THE TASK — Write the next part of the passage on Flora MacDonald's years in North Carolina, picking up right after its final sentence.

SOURCE DOCUMENT —
+===+

Facing increasingly difficult circumstances, the MacDonalds decided in 1774 to follow the example of fellow countrymen who had emigrated to North Carolina. Allan and Flora, along with sons Alexander and James, daughter Anne, her husband, Alexander MacLeod, and their children sailed to Wilmington, North Carolina, aboard the Baliol. Flora and Allan’s sons Charles and Ranald, engaged in military service for the crown, did not emigrate. Son John and daughter Fanny remained in Britain.

Flora and Allan first settled at Cross Creek, present-day Fayetteville. They subsequently moved farther west, acquiring a 475-acre plantation about 5 miles from Norman, North Carolina. Soon after Flora and Allan moved to their new estate, the Revolutionary War began. A majority of North Carolina’s Scottish Highlanders sided with the crown, as did Flora and Allan. Flora’s segue in allegiance from the Jacobites to the Hanoverian monarchy may appear puzzling, but most Highlanders had little stomach for taking on the powerful British Army following the debacle of Culloden. They figured allegiance to King George would be their best bet for avoiding a conflict that would disrupt their efforts to start over on the frontier.

Allan accepted a commission with the Royal Highland Emigrant Regiment, commanded by yet another “Mac,” Donald MacDonald. Allan’s sons Alexander and James, as well as son-in-law Alexander MacLeod, likewise joined the unit. The royal governor, Josiah Martin, ordered the regiment to gather at Cross Creek, then march to Brunswick, where it would link up with a brigade of British troops arriving from the North. The governor believed the combined forces would easily quash the Colonial rebellion in North Carolina.

Early Flora MacDonald historians maintained she was personally active in recruiting expat Highlanders for the regiment, delivering a rousing speech at Cross Creek exhorting the recruits to fight for victory over the rebels.

Colonial forces headed off the regiment on its march to Brunswick, confronting it at Moore’s Creek Bridge on Feb. 27, 1776. Shouting “For King George and Broadswords,” the Highlanders unwisely mounted a charge across the bridge. They were greeted with withering patriot gunfire. In the ensuing disaster, dozens of Scots were killed. Hundreds more were captured, including Allan MacDonald and son Alexander. The remaining members of the regiment, including James MacDonald, scattered. The crushed Loyalists would not re-emerge as a military presence in North Carolina until near the end of the war, in 1781.

The emboldened patriots (also called “Whigs”) began confiscating the land, livestock and other holdings of Scottish immigrants still loyal to the king. Flora did not escape the plundering. The plantation was ransacked and confiscated. She suffered the loss of most of her possessions. Desperate, she sought and received refuge in what is now Moore County under the protection of Loyalist Kenneth Black. In her new abode, located near the New River and present-day Pinehurst, Flora was close to daughter Anne, whose home, “Glendale,” stood nearby.

Summoned to appear before the local Whigs’ Committee of Safety to answer for her allegedly seditious conduct, Flora coolly displayed “spirited behavior” in responding to the inquiry. She was permitted to go free.

+===+

[Image region labeling entries]
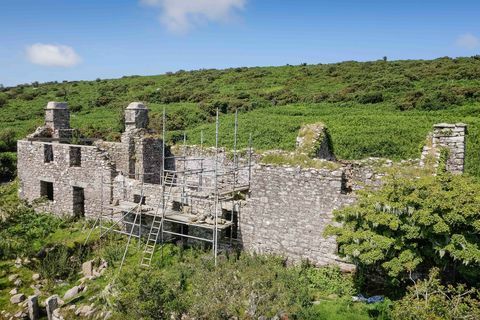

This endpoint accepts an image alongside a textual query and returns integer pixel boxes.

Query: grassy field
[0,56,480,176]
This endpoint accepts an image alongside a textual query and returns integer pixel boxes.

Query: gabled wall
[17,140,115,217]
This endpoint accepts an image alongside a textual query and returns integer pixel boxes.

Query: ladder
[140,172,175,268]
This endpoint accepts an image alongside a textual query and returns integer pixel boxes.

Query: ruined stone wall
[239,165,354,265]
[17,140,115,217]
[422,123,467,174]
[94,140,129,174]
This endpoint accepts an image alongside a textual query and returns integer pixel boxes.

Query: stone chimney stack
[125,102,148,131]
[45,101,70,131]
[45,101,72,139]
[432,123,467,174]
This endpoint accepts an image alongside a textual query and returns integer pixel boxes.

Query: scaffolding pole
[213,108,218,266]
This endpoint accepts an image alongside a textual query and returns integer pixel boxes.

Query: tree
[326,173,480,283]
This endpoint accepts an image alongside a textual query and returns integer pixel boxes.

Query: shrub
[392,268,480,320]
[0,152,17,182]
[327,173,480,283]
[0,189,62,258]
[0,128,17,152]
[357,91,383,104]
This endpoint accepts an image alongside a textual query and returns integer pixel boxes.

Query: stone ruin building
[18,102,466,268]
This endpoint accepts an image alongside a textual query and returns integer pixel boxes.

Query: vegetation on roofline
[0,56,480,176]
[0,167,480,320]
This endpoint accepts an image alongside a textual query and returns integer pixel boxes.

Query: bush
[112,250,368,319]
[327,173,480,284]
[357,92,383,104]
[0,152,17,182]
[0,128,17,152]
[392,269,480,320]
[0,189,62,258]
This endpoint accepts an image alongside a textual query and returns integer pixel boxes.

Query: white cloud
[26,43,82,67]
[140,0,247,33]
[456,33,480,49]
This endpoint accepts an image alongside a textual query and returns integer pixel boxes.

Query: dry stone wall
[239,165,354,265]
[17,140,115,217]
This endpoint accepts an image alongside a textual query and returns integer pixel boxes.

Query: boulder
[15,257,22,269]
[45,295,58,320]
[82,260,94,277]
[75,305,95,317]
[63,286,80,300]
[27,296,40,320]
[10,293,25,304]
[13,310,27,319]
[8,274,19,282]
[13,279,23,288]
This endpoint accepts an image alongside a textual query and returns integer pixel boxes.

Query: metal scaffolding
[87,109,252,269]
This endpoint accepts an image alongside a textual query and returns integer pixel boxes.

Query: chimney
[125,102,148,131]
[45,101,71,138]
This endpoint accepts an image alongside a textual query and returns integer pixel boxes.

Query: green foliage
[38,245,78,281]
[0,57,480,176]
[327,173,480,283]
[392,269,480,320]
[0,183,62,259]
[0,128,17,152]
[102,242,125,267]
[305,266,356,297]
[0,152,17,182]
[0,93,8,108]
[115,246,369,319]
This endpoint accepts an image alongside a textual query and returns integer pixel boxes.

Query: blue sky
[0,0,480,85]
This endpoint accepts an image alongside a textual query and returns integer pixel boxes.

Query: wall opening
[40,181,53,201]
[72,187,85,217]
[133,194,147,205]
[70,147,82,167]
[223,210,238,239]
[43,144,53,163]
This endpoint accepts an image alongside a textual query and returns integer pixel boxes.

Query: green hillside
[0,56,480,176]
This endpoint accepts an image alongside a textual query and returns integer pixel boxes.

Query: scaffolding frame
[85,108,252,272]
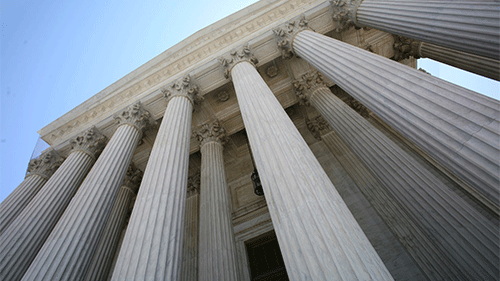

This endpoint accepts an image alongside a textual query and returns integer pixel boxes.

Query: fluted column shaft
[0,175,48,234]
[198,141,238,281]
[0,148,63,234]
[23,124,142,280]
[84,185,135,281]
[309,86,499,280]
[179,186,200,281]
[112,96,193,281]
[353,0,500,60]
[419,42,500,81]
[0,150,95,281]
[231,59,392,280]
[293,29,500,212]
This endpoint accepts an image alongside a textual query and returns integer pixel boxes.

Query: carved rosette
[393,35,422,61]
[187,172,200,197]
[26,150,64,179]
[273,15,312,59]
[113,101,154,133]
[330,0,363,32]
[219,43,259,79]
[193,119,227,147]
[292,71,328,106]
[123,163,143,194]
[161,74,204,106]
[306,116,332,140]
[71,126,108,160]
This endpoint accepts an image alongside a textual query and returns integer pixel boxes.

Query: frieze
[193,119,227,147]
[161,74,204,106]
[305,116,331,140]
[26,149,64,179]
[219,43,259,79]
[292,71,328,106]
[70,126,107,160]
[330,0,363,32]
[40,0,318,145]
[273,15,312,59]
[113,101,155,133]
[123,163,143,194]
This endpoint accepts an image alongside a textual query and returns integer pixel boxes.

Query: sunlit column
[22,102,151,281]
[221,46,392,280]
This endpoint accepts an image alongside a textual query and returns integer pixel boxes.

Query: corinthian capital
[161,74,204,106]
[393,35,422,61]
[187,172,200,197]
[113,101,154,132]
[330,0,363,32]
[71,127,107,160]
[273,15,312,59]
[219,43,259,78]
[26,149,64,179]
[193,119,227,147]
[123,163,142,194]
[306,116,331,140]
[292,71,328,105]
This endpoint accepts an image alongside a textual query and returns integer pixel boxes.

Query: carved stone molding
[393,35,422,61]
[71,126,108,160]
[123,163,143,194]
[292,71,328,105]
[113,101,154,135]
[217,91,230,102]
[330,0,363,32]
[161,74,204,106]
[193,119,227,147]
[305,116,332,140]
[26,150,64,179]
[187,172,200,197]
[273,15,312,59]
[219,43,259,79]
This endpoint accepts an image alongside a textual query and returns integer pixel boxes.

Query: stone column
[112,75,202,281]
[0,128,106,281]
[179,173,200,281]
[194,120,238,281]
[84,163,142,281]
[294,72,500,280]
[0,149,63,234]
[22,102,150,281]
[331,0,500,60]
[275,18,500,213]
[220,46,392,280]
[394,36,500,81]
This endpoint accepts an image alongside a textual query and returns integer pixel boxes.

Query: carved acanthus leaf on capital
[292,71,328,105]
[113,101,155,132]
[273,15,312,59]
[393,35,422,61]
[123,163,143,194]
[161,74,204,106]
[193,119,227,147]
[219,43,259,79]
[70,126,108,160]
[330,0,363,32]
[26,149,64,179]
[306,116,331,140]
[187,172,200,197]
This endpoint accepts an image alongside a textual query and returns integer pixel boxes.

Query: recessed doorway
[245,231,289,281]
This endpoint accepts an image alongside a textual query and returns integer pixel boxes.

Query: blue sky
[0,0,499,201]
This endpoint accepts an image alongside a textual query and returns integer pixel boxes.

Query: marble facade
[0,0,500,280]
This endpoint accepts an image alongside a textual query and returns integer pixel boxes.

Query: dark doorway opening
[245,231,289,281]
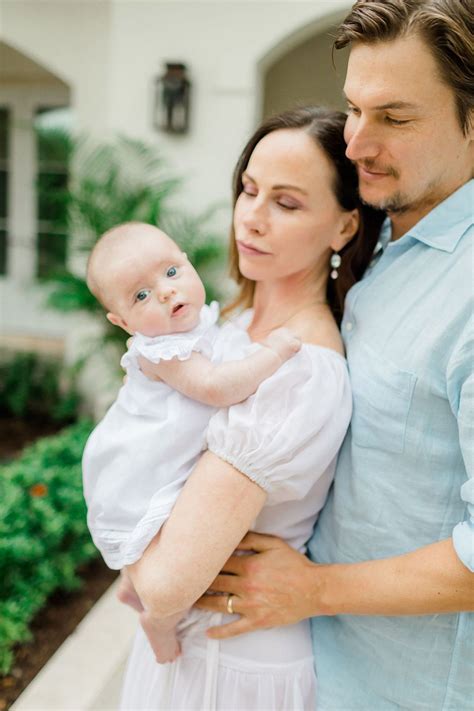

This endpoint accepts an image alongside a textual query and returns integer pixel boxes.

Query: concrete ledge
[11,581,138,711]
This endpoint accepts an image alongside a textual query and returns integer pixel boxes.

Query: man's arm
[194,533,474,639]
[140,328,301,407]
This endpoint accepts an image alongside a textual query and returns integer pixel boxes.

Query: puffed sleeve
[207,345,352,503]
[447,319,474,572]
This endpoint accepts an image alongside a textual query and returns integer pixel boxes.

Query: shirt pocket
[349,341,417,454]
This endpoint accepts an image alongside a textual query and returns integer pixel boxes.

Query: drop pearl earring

+===+

RESPONSE TO THIS TASK —
Allan managed to obtain freedom for himself and son Alexander by successfully negotiating a prisoner exchange with Congress in August 1777. He was released in New York, where he took command of a Loyalist company. In March 1778, Flora was permitted by Colonial authorities to join her husband there. Later that year, the couple made their way to Halifax, Nova Scotia, where Allan was placed in command of another regiment.

Persuaded by her husband that she would be better off living her remaining years in Scotland where her hero status remained undiminished, Flora, then 57, and daughter Anne returned to her native land in 1779. En route, a French privateer attacked Flora’s ship. Legend has it that she mounted the deck, exposed herself to gunfire, and bravely cheered the crew’s successful effort to repel the attack. She broke her arm in the resulting melee but reached Skye, where she was reunited with daughter Fanny, by then age 14.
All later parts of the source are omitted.